• EXERCISE INSTRUCTIONS:
Look through the data below and, wherever a line carries the word "Each", please copy that line.

• MATERIAL FOR THIS TASK:
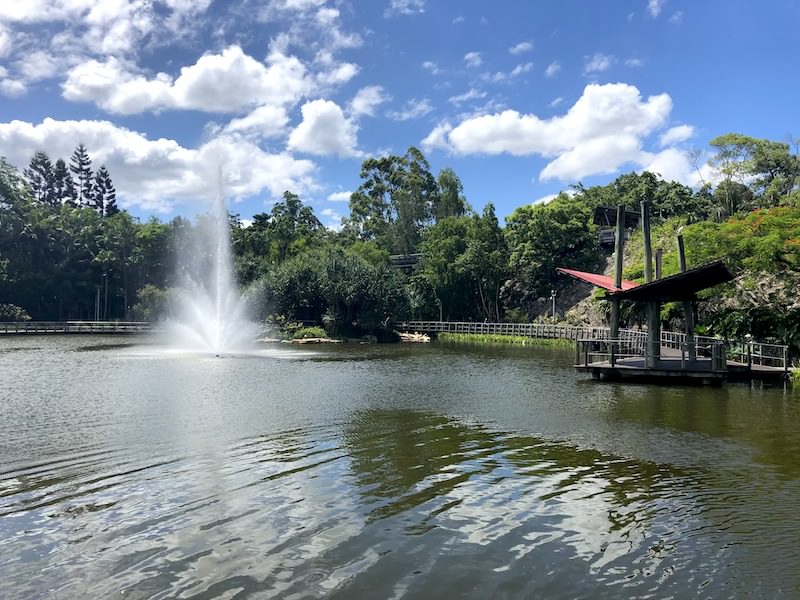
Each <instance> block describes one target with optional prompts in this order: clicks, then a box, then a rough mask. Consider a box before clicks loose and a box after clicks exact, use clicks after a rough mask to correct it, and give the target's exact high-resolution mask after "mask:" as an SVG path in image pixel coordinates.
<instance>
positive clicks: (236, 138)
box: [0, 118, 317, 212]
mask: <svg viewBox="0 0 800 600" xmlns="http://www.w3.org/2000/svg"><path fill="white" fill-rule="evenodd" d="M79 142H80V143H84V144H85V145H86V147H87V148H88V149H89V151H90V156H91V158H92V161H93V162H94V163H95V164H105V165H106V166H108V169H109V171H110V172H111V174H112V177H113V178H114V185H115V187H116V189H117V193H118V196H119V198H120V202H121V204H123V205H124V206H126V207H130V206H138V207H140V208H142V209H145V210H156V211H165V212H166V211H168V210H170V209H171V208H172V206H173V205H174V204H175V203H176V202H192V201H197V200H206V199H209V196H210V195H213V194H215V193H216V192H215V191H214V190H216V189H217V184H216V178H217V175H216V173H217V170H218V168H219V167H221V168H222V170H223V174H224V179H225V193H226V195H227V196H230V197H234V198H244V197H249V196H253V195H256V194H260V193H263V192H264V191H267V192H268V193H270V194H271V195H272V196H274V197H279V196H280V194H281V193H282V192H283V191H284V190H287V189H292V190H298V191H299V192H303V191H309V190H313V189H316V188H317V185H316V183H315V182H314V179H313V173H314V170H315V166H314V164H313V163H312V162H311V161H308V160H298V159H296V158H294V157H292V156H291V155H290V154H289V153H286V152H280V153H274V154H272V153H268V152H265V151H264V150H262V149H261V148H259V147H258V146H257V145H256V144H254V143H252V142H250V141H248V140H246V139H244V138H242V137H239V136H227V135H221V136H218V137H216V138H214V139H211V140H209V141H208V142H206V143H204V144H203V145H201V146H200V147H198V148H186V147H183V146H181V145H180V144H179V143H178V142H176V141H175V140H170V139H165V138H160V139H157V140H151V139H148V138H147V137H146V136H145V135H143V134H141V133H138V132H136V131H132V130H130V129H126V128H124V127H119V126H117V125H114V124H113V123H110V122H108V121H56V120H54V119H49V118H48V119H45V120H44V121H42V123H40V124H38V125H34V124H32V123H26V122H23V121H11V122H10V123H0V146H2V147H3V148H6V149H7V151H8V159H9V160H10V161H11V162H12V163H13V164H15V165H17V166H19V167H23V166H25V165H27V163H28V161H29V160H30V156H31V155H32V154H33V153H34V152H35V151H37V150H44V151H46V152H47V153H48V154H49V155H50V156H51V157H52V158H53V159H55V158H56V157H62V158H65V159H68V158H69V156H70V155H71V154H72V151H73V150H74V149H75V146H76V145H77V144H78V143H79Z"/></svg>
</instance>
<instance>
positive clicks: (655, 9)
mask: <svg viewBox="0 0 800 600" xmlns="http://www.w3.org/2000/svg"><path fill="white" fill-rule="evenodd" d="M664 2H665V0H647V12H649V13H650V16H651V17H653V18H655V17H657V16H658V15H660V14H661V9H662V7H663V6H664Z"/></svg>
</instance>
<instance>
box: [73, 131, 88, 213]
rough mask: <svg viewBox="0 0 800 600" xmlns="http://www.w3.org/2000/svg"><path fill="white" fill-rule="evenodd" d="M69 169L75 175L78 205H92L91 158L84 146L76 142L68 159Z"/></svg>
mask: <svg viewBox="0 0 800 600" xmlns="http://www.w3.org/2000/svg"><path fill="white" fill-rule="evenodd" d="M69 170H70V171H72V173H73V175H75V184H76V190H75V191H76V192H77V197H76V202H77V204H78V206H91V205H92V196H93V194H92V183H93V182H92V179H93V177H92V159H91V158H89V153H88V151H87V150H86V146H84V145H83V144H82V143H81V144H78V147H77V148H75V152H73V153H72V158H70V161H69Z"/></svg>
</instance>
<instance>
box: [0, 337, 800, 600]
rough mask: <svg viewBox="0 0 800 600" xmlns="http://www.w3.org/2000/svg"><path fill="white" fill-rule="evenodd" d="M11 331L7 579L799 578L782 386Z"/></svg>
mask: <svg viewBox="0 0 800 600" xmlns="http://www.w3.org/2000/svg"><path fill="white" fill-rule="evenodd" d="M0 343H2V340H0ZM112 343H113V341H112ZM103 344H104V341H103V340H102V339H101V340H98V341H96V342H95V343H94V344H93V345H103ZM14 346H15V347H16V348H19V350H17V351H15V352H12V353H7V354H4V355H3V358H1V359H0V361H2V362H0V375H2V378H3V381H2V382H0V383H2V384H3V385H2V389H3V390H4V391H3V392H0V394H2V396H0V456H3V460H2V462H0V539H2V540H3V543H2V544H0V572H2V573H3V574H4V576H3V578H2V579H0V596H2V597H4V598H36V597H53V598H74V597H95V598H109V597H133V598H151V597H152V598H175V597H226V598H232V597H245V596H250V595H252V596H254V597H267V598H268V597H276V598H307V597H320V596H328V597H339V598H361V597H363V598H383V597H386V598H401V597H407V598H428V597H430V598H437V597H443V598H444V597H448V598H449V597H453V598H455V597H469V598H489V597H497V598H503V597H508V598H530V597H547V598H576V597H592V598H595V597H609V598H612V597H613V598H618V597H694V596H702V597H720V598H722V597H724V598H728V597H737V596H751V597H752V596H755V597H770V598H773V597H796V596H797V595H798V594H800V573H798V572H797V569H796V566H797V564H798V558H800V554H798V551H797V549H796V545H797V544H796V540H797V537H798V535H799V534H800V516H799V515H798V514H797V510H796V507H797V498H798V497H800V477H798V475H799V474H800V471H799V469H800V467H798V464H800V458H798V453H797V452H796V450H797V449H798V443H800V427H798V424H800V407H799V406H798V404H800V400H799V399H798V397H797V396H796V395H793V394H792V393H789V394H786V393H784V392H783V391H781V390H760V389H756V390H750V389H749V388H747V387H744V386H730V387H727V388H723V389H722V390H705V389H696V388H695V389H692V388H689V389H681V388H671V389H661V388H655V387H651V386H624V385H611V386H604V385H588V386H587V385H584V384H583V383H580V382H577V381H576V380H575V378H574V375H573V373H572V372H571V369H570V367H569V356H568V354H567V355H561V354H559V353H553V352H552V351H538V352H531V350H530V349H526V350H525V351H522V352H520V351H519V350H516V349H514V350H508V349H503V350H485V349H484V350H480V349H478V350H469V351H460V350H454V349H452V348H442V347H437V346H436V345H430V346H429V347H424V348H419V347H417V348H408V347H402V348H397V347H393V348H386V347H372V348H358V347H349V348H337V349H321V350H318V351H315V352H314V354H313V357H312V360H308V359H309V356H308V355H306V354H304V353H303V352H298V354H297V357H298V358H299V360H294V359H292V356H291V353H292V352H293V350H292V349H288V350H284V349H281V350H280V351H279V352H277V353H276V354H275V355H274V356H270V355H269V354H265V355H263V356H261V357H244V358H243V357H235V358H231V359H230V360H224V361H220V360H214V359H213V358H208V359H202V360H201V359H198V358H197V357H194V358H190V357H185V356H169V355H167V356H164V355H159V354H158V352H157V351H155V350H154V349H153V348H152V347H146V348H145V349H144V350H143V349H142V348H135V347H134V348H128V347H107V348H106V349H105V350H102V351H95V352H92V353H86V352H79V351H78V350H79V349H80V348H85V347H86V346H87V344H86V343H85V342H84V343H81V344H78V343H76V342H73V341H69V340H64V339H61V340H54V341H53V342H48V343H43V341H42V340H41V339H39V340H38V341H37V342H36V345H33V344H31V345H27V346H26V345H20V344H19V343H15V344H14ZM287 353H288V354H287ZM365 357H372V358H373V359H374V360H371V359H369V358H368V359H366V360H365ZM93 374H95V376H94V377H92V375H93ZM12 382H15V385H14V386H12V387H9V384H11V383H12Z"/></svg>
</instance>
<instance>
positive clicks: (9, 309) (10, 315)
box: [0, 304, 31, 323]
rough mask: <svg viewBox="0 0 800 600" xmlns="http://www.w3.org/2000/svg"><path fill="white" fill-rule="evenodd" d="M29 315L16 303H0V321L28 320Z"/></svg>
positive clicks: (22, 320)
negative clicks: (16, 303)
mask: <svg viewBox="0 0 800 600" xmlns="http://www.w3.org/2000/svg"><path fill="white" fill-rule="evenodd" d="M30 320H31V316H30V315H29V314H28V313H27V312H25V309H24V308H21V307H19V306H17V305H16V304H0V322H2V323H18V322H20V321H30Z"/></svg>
---
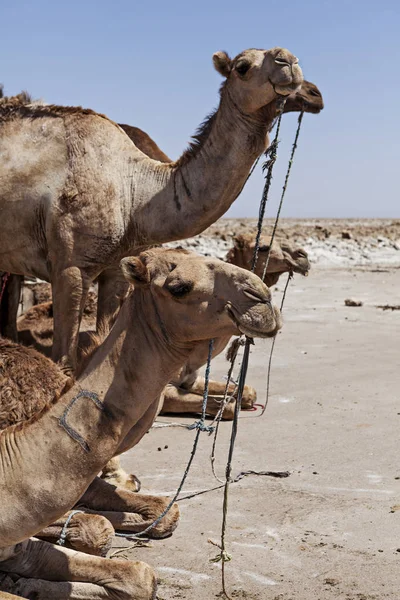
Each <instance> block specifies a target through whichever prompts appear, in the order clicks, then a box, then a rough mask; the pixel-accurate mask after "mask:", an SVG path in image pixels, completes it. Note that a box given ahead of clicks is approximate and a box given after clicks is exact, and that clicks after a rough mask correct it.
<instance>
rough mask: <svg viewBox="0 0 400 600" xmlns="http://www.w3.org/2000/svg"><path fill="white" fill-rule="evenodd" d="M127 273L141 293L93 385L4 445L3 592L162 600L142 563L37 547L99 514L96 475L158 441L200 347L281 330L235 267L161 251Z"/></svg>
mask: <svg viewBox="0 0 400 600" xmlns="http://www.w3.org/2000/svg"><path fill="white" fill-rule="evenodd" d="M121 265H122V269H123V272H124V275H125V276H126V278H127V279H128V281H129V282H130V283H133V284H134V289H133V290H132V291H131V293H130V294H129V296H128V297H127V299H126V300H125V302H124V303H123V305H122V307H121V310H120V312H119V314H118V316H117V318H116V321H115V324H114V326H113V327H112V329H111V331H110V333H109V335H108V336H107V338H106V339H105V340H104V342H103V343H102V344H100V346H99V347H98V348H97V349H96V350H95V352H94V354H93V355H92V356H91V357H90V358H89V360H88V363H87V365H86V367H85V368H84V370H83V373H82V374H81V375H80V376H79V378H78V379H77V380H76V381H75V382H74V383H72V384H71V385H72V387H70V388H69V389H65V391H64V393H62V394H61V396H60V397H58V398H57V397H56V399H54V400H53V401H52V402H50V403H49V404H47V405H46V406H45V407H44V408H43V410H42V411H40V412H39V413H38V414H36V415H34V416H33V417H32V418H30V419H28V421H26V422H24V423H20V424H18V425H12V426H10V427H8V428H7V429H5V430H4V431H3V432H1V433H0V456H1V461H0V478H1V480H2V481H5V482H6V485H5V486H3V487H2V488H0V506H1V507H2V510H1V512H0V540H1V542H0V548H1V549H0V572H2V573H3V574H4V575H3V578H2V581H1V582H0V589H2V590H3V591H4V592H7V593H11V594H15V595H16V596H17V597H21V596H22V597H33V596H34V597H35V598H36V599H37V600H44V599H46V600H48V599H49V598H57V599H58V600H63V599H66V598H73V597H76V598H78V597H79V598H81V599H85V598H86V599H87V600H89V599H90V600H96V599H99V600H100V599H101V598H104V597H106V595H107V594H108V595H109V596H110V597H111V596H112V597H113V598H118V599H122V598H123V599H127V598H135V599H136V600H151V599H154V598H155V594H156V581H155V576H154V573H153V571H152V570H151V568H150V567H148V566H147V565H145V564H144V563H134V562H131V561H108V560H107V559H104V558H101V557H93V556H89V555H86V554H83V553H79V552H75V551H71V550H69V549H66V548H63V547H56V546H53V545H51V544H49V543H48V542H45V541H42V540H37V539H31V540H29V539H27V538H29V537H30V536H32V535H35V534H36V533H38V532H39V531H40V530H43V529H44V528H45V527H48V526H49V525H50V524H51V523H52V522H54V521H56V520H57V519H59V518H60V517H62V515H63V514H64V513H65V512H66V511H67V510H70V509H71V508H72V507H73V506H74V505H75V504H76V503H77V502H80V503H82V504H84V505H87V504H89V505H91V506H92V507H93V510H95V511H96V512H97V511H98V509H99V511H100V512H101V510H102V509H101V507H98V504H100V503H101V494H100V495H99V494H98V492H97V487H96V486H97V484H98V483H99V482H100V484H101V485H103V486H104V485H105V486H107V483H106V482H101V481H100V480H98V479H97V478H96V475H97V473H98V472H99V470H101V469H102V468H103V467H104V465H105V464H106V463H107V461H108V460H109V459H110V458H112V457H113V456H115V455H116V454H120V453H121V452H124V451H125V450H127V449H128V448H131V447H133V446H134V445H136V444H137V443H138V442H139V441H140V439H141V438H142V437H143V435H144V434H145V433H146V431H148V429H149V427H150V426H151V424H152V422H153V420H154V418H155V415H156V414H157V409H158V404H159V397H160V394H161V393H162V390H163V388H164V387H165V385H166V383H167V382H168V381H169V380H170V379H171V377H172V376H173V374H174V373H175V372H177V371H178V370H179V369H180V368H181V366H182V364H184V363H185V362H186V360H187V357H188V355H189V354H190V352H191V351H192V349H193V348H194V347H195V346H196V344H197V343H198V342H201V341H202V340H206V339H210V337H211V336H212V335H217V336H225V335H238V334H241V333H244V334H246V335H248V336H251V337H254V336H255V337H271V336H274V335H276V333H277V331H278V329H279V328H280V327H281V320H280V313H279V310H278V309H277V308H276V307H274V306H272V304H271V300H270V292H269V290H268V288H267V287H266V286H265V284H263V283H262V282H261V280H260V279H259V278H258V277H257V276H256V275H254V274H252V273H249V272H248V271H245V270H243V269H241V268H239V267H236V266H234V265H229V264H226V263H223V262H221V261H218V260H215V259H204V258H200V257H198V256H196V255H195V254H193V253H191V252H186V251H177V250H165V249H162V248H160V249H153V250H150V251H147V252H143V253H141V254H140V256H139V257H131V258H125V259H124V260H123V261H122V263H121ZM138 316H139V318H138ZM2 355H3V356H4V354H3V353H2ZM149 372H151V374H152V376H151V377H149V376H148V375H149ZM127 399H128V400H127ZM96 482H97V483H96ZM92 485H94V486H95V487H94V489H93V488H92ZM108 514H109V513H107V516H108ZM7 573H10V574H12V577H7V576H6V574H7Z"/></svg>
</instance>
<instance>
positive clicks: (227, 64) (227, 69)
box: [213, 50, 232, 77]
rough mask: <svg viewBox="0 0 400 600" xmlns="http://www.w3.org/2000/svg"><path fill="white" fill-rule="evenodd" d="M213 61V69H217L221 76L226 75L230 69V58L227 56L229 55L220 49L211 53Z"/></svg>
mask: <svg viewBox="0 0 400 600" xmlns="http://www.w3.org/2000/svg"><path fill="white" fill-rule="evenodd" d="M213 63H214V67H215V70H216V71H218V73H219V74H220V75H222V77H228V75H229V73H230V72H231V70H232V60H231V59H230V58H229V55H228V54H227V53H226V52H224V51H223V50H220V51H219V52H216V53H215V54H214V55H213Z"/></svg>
---
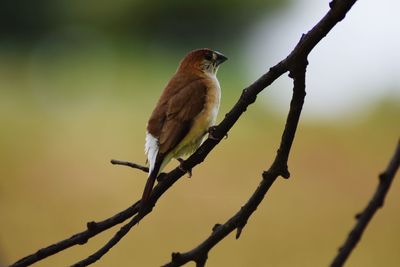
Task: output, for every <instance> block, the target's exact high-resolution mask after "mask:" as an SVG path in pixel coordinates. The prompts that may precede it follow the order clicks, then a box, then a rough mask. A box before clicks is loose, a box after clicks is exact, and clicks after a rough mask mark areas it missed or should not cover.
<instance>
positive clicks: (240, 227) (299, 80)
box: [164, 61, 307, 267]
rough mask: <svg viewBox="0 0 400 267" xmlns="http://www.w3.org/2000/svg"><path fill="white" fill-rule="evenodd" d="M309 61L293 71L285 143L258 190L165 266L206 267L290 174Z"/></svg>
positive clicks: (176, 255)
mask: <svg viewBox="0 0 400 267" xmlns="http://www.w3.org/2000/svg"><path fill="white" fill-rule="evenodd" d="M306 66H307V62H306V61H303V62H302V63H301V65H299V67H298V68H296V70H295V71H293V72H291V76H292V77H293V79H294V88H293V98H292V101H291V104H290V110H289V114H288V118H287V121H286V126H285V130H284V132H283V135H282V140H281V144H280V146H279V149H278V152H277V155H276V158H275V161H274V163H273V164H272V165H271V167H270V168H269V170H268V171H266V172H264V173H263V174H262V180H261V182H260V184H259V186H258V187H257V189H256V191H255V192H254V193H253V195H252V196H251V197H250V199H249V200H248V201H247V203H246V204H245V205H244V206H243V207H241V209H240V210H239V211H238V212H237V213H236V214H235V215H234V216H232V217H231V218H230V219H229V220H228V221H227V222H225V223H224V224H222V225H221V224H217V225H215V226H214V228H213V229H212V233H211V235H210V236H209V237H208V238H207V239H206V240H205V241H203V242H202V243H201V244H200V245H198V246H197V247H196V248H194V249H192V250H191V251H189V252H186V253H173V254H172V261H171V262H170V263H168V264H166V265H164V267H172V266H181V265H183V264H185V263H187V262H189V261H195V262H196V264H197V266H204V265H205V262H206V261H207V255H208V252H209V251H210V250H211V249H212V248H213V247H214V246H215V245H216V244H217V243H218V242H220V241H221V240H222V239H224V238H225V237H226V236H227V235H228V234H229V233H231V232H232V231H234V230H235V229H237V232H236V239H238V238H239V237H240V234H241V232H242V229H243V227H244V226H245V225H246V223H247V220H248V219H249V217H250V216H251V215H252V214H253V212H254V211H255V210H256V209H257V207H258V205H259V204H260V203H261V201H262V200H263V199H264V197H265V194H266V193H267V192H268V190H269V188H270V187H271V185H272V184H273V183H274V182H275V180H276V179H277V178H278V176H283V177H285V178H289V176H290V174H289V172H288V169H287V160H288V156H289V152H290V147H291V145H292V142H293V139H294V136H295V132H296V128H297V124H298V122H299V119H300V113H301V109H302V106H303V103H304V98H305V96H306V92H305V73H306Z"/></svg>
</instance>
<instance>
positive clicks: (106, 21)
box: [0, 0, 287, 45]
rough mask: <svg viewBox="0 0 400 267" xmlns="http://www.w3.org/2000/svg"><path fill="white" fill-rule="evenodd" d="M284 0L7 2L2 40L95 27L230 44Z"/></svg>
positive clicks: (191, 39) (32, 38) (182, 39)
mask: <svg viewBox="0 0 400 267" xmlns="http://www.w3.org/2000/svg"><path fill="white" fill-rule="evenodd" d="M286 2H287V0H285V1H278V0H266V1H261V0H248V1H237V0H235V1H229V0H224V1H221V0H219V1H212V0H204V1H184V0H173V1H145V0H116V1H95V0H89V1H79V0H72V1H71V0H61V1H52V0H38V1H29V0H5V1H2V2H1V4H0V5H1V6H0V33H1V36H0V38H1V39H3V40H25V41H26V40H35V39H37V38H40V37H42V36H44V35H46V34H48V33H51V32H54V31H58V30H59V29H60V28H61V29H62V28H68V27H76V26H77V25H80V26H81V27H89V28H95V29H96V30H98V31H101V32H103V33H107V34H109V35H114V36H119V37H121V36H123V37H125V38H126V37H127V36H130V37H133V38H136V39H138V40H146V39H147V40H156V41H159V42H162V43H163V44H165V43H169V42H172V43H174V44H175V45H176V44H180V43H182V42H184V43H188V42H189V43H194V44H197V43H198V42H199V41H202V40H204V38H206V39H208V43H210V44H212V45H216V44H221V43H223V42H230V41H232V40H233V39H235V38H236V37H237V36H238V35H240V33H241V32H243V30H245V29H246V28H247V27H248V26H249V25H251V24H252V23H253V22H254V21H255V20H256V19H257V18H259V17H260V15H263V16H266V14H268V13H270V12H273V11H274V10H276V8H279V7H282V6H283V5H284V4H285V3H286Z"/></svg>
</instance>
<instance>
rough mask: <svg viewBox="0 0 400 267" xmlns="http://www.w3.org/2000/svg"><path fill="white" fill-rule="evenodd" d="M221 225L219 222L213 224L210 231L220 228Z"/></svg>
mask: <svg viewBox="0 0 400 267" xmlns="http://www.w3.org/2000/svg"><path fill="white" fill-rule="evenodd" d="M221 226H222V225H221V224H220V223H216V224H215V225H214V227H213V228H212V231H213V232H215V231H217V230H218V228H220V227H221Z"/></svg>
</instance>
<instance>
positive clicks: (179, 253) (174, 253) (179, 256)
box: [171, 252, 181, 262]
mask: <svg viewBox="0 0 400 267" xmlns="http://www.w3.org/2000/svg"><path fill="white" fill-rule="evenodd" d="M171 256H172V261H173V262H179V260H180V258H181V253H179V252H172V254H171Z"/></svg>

• EXPECTED ANSWER:
Each <instance> block describes one target with optional prompts in this order: clicks, then a box, then a rough mask. Consider a box before clicks loose and a box after clicks exact, use clicks after a rough mask to correct it, and give the target's exact high-resolution mask after "mask:" as an SVG path in image pixel coordinates.
Each <instance> block specifies a target through whichever prompts appear, in the order clicks, then a box, then a rough mask; the pixel-accurate mask after "mask:", an SVG path in image pixels, completes it. Note that a box given ahead of clicks is approximate and a box given after clicks is exact, and that clicks after a rough mask correct it.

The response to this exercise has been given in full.